(Records from a collection)
────────────────

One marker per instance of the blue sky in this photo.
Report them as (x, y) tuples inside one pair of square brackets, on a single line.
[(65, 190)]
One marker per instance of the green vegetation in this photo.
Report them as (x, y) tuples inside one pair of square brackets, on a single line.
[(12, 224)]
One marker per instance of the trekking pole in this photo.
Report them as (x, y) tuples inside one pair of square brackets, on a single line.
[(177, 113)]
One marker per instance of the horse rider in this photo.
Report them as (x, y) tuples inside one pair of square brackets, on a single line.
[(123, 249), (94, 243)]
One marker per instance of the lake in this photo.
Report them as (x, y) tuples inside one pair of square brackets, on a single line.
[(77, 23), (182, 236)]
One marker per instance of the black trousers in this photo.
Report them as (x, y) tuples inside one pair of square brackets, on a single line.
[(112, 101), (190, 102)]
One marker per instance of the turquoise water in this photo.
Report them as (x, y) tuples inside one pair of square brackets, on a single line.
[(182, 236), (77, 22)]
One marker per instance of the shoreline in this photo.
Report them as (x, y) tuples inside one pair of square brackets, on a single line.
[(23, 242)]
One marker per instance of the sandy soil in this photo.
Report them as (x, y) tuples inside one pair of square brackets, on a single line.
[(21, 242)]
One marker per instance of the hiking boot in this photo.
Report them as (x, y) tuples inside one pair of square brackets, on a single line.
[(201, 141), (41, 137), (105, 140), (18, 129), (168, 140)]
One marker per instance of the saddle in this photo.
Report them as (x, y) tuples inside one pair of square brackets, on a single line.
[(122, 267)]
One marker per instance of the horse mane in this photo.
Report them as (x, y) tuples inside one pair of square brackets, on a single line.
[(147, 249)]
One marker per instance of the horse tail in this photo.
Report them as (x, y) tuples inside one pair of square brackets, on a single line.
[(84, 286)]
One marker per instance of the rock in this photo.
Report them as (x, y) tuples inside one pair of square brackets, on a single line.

────────────────

_Set exercise_
Reproduce verbatim the part of the records that opens with the line containing "One marker per instance of the horse tail" and runs through the end of the records, including both ends.

_In response_
One marker per instance of the horse tail in this photo.
Report them as (x, y) tuples inside one pair of square brackets, on a single line.
[(84, 286)]
One marker per instance of the rock in this photo.
Report them as (x, y) tuples inside one pair of square brackets, on a single line.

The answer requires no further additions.